| Exercise details |
Word for word, reproduce the data that follows.

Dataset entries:
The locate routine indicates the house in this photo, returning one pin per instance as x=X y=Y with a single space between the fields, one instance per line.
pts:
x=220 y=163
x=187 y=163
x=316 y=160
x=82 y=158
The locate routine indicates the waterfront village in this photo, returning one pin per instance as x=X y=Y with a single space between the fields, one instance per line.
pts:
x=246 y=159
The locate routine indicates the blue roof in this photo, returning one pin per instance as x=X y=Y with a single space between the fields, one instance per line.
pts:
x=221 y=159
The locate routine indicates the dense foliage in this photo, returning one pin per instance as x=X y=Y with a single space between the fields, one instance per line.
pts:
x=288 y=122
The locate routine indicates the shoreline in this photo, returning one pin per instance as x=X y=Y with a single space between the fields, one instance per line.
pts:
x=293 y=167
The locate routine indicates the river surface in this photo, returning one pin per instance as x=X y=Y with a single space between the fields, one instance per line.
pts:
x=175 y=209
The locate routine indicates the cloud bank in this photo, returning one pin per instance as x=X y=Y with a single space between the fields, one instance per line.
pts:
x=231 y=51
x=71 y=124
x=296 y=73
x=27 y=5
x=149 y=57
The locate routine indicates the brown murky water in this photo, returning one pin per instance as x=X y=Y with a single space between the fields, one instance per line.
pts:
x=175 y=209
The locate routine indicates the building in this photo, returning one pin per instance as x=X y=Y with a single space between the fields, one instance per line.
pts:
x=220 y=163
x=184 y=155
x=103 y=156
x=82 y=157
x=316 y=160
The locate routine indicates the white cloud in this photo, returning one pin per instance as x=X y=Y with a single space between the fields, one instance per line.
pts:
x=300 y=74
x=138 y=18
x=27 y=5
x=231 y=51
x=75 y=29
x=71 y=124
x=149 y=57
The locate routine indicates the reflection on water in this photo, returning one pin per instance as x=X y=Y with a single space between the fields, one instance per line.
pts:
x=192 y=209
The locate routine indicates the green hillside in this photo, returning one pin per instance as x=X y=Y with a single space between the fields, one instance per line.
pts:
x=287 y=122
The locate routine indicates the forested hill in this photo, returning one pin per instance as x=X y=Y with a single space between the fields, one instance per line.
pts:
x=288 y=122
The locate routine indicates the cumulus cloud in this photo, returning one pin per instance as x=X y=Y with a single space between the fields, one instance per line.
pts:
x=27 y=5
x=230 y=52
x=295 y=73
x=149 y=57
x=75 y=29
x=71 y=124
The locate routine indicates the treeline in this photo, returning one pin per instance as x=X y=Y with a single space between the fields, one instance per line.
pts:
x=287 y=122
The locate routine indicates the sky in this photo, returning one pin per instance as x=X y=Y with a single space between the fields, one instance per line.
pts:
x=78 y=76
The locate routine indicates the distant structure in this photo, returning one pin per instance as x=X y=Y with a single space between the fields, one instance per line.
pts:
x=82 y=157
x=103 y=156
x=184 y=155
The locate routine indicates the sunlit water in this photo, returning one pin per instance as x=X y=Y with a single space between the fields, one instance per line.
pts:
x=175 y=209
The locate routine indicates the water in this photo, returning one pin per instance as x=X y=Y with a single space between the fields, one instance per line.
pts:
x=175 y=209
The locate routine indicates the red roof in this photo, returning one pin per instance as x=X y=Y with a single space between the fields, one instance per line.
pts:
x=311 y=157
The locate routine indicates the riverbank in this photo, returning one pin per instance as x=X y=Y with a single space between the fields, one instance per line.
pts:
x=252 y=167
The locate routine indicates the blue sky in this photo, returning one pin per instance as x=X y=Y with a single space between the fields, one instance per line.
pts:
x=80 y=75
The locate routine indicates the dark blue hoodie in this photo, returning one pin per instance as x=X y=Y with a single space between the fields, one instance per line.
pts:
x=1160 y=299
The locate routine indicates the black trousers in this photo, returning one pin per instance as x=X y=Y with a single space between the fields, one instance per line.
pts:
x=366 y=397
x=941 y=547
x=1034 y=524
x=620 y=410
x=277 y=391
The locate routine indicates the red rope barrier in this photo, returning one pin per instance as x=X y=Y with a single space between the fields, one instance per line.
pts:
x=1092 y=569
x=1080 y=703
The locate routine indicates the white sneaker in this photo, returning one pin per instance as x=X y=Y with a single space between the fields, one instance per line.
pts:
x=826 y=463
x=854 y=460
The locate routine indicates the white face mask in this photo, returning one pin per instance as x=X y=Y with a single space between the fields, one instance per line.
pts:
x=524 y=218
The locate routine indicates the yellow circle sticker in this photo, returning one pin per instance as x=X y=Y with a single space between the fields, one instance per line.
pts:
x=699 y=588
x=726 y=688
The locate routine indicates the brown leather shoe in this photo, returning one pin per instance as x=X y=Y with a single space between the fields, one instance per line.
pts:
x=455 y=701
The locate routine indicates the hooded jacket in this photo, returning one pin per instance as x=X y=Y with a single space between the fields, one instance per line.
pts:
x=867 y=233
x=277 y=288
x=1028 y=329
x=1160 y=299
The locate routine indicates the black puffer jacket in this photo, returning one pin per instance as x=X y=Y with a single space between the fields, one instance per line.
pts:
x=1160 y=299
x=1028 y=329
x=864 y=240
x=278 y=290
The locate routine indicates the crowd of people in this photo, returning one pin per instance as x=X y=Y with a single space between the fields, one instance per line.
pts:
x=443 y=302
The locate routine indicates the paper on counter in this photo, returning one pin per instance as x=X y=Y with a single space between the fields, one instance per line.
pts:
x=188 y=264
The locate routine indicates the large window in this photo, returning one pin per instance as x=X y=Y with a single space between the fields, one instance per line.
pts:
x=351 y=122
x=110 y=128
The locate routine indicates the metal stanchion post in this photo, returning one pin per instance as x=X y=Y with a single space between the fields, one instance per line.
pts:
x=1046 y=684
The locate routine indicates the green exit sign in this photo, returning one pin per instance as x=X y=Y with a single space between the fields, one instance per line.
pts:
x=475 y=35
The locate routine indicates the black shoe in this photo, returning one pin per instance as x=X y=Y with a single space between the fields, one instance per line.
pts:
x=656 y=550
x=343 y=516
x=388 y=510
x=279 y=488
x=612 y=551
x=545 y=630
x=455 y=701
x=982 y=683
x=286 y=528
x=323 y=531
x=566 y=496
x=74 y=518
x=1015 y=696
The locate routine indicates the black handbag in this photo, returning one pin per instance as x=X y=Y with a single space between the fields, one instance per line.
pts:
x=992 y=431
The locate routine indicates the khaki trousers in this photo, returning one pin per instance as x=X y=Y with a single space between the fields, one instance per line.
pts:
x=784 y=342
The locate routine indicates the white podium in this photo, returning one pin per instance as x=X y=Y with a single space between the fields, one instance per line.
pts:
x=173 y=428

| Response to this task |
The locate routine indicates the house in this photo, returning one pin per instance as x=X y=Y with a single space between the fields, one instance per line.
pts:
x=220 y=163
x=187 y=163
x=316 y=160
x=82 y=158
The locate routine indicates the waterfront village in this photo, returning one pin per instance as x=X y=Y with a single space between the fields, one instance per line.
pts:
x=246 y=159
The locate routine indicates the blue roof in this photo, returning one pin per instance as x=X y=Y with a single space between the fields, one instance per line.
pts:
x=221 y=159
The locate routine indicates the dense foliage in this photo, returning one pin per instance as x=X y=Y with a single space between the fields, one instance per line.
pts:
x=288 y=122
The locate routine indicates the shoreline in this photo, returning one pin per instance as x=X y=Y with a single space between the fields, one instance per line.
pts:
x=293 y=167
The locate routine indicates the river surface in this photo, returning one pin per instance as x=X y=Y with a single space between the fields, one instance per line.
pts:
x=175 y=209
The locate routine indicates the cloud bank in this photo, returning one pin per instance as x=X y=Y with a single space between the fields, one instance per line.
pts:
x=231 y=51
x=71 y=124
x=296 y=73
x=27 y=5
x=149 y=57
The locate routine indicates the brown murky water in this photo, returning one pin per instance as x=X y=Y with a single space between the fields, one instance per line.
pts:
x=175 y=209
The locate routine indicates the building in this photo, returning one pin per instance as x=X y=Y with a single space between the fields, one instance per line.
pts:
x=220 y=163
x=184 y=155
x=103 y=156
x=82 y=157
x=316 y=160
The locate routine indicates the white cloud in this photo, returning one pin per instance as x=X y=Y with a single space between the fields, one instance per line.
pts:
x=300 y=74
x=138 y=18
x=27 y=5
x=231 y=51
x=75 y=29
x=71 y=124
x=149 y=57
The locate routine indicates the reflection on water in this photo, returning one pin per instance as x=X y=Y with a single space between the fields, one instance per line.
pts:
x=192 y=209
The locate routine indicates the green hillside in this photo, returning one pin per instance as x=X y=Y with a single space between the fields, one instance per line.
pts:
x=287 y=122
The locate routine indicates the forested hill in this photo, returning one pin per instance as x=X y=Y with a single space between the fields, one instance per line.
pts:
x=288 y=122
The locate routine indicates the cumulus cloud in this photo, returning one pin per instance as x=X y=Y with a single space between the fields, one instance per line.
pts:
x=27 y=5
x=230 y=52
x=295 y=73
x=149 y=57
x=75 y=29
x=71 y=124
The locate routine indicates the treeline in this photo, returning one pin per instance as x=X y=Y with a single space between the fields, one instance per line.
pts:
x=287 y=122
The locate routine indicates the sky in this photo, returning one pin per instance as x=X y=Y with a single space between the fields, one instance per line.
pts:
x=78 y=76
The locate routine indicates the distant structure in this photo, returning one pin per instance as x=X y=Y with a single space between the fields, one instance per line.
pts:
x=82 y=157
x=103 y=156
x=184 y=155
The locate routine indicates the sunlit water in this photo, returning one pin per instance as x=X y=Y with a single space between the fields, one instance per line.
pts:
x=175 y=209
The locate routine indicates the water in this photo, returning one pin per instance as x=X y=Y with a single space between the fields, one instance per line.
pts:
x=175 y=209
The locate routine indicates the red roof in this photo, returning one pin per instance as x=X y=Y with a single space between the fields, one instance per line.
pts:
x=311 y=157
The locate routine indicates the riverbank in this photo, returning one pin per instance as x=X y=Y with a single space between the fields, one instance per line.
pts:
x=252 y=167
The locate routine indicates the blue sky in this photo, returning one pin per instance as x=X y=Y with a single space between the fields, one instance per line.
pts:
x=80 y=75
The locate routine indicates the dark blue hoodie in this photo, returning one pin per instance as x=X y=Y with a single space between the fields, one instance per line.
pts:
x=1160 y=299
The locate routine indicates the black trousers in this photo, returning one pin per instance as x=X y=Y with a single space between the fields, one instance per line.
pts:
x=366 y=397
x=941 y=547
x=1034 y=524
x=620 y=410
x=277 y=391
The locate routine indicates the red rope barrier in this photo, returning one pin per instance as x=X y=Y with a single space between the fields, one instance per line.
pts:
x=1092 y=569
x=1080 y=703
The locate routine indicates the white sneaker in this photo, returning one pin per instance as x=X y=Y with a single space between the fields, one instance per line.
pts:
x=826 y=463
x=854 y=460
The locate routine indicates the white face mask in this photo, returning one pin per instance as x=X y=Y with a single space between the fields, one instance per line.
pts:
x=524 y=218
The locate routine indicates the yellow circle sticker in this photo, returning one pin per instance as x=X y=Y with a single space between the fields, one instance per line.
pts:
x=699 y=588
x=726 y=688
The locate routine indicates the brown leather shoe in this photo, returning one pin per instance as x=X y=Y with a single space between the fields, one instance per line.
pts:
x=455 y=701
The locate routine indicates the hooded jacket in this photo, returning one pin per instance as x=X y=Y with a single space between the fields, one instance per line.
pts:
x=867 y=233
x=277 y=288
x=1028 y=329
x=1160 y=299
The locate routine indicates the black puffer jacket in this photo, returning one pin per instance as x=X y=Y with a single space between the fields, one instance per line.
pts:
x=1160 y=299
x=1028 y=329
x=864 y=240
x=278 y=290
The locate routine indicates the crowd of people in this photo, returning one pin per instance as x=X y=Y with a single space between the fields, one instance per line.
pts:
x=443 y=302
The locate routine indicates the paper on counter in this photo, returning one pin per instance as x=X y=Y with a single space between the fields, one instance per line.
pts:
x=188 y=264
The locate routine indicates the large window in this photo, returning one pin per instance as x=X y=Y with a single space between the fields, one instance per line.
pts:
x=351 y=122
x=110 y=128
The locate routine indicates the metal stanchion post in this photo, returning one pin per instance as x=X y=Y with a single space between the fields, one instance per line.
pts:
x=1046 y=684
The locate routine indicates the green exit sign in this photo, returning one pin per instance as x=X y=Y with a single space between the fields, one instance per line.
pts:
x=475 y=35
The locate routine indicates the black shoe in this photo, returning one pin per instance as x=X y=Y with a single space between the fields, one instance per line.
pts:
x=656 y=550
x=343 y=516
x=388 y=510
x=279 y=488
x=612 y=551
x=545 y=630
x=455 y=701
x=982 y=683
x=286 y=528
x=323 y=531
x=566 y=496
x=74 y=518
x=1015 y=696
The locate routine indicates the black handbag in this photo, returning one pin per instance as x=X y=Y with a single space between the fields, one instance per line.
pts:
x=992 y=431
The locate routine indicates the khaki trousers in this photo, returning one pin per instance as x=X y=Y with a single space between the fields, one instance per line.
pts:
x=784 y=342
The locate routine indicates the white podium in this photo, returning one pin per instance as x=X y=Y with a single space between the fields, one instance per line.
pts:
x=173 y=428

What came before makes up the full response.